# EXERCISE DIRECTIONS
Render every one of the records below as a Markdown table with two columns, Number and Line, one non-blank line per row and the pictures left out.

# DATASET EXTRACT
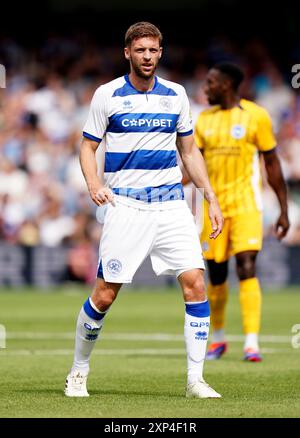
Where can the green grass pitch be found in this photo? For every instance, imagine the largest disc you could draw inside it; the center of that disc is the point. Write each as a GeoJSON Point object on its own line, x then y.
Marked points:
{"type": "Point", "coordinates": [138, 368]}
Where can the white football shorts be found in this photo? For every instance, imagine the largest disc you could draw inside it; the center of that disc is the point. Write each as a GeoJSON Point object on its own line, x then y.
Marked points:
{"type": "Point", "coordinates": [130, 234]}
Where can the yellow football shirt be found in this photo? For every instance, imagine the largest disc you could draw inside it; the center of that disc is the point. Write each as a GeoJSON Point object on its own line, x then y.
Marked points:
{"type": "Point", "coordinates": [230, 141]}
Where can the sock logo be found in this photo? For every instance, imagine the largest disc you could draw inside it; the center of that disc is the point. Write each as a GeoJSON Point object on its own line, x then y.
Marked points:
{"type": "Point", "coordinates": [91, 332]}
{"type": "Point", "coordinates": [199, 324]}
{"type": "Point", "coordinates": [201, 336]}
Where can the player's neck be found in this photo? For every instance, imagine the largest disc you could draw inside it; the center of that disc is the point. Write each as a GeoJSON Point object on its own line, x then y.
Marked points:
{"type": "Point", "coordinates": [141, 84]}
{"type": "Point", "coordinates": [230, 101]}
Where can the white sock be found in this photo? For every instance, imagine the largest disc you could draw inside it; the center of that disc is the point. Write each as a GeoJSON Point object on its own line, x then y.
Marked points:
{"type": "Point", "coordinates": [251, 341]}
{"type": "Point", "coordinates": [196, 329]}
{"type": "Point", "coordinates": [89, 323]}
{"type": "Point", "coordinates": [218, 336]}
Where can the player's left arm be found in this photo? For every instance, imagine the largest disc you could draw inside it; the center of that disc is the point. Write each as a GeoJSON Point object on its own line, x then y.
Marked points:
{"type": "Point", "coordinates": [276, 181]}
{"type": "Point", "coordinates": [195, 167]}
{"type": "Point", "coordinates": [266, 143]}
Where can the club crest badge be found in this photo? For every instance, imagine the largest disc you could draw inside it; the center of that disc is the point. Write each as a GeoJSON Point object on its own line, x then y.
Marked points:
{"type": "Point", "coordinates": [238, 132]}
{"type": "Point", "coordinates": [114, 267]}
{"type": "Point", "coordinates": [165, 103]}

# COMPLETE RESPONSE
| Number | Line |
|---|---|
| 1 | Where can the green grass pitch be found in this photo? For every instance, imagine the largest disc you could draw inside it; the center of that disc is the point. Write each as a GeoJSON Point object on its own line, x then y. |
| 2 | Marked points: |
| 3 | {"type": "Point", "coordinates": [138, 368]} |
| 4 | Where can the white football shorts be found in this photo? For every instance, imagine the largest disc you could draw inside it; the center of that disc is the point. Write each as a GeoJSON Point object on its own line, x then y. |
| 5 | Marked points: |
| 6 | {"type": "Point", "coordinates": [130, 234]} |
| 7 | Where can the yellow football shirt be found in this photo? For every instance, imagine the largest disc you could draw inside it; the center of that disc is the point. Write each as a GeoJSON Point object on its own line, x then y. |
| 8 | Marked points: |
| 9 | {"type": "Point", "coordinates": [230, 141]} |
| 10 | Where can the sock logo be found in this photo? For every instance, imagine the largest disc you could draw inside it; the center of that disc is the point. Write each as a GeoJSON Point object on its own line, x then y. |
| 11 | Marked points: |
| 12 | {"type": "Point", "coordinates": [91, 332]} |
| 13 | {"type": "Point", "coordinates": [199, 324]} |
| 14 | {"type": "Point", "coordinates": [201, 336]} |
| 15 | Where can the player's neck be found in this photo? For every instance, imagine the largest disc you could draw inside it; the center of that disc is the point. Write each as a GeoJSON Point object on its own line, x then y. |
| 16 | Marked points: |
| 17 | {"type": "Point", "coordinates": [141, 84]} |
| 18 | {"type": "Point", "coordinates": [230, 101]} |
| 19 | Where can the white sock be found in this photo? For every instance, imagine the largest disc you could draw inside it; the center of that disc is the point. Write each as a GeoJSON Point object on its own line, x then y. |
| 20 | Marked points: |
| 21 | {"type": "Point", "coordinates": [251, 341]} |
| 22 | {"type": "Point", "coordinates": [196, 329]} |
| 23 | {"type": "Point", "coordinates": [89, 323]} |
| 24 | {"type": "Point", "coordinates": [218, 336]} |
| 25 | Where can the player's left arm be found in this photo? For every instance, imagine the largest disc you could draw inside it; the center of that disc is the point. Write each as a GeoJSON Point object on its own line, x then y. |
| 26 | Marked points: |
| 27 | {"type": "Point", "coordinates": [276, 181]} |
| 28 | {"type": "Point", "coordinates": [195, 167]} |
| 29 | {"type": "Point", "coordinates": [266, 143]} |
| 30 | Where can the club crest badge be found in this photo? For every instance, imagine the largest disc you could draw inside it; the center of that disc is the point. Write each as a GeoJSON Point object on its own line, x then y. |
| 31 | Marked points: |
| 32 | {"type": "Point", "coordinates": [238, 132]} |
| 33 | {"type": "Point", "coordinates": [114, 267]} |
| 34 | {"type": "Point", "coordinates": [165, 103]} |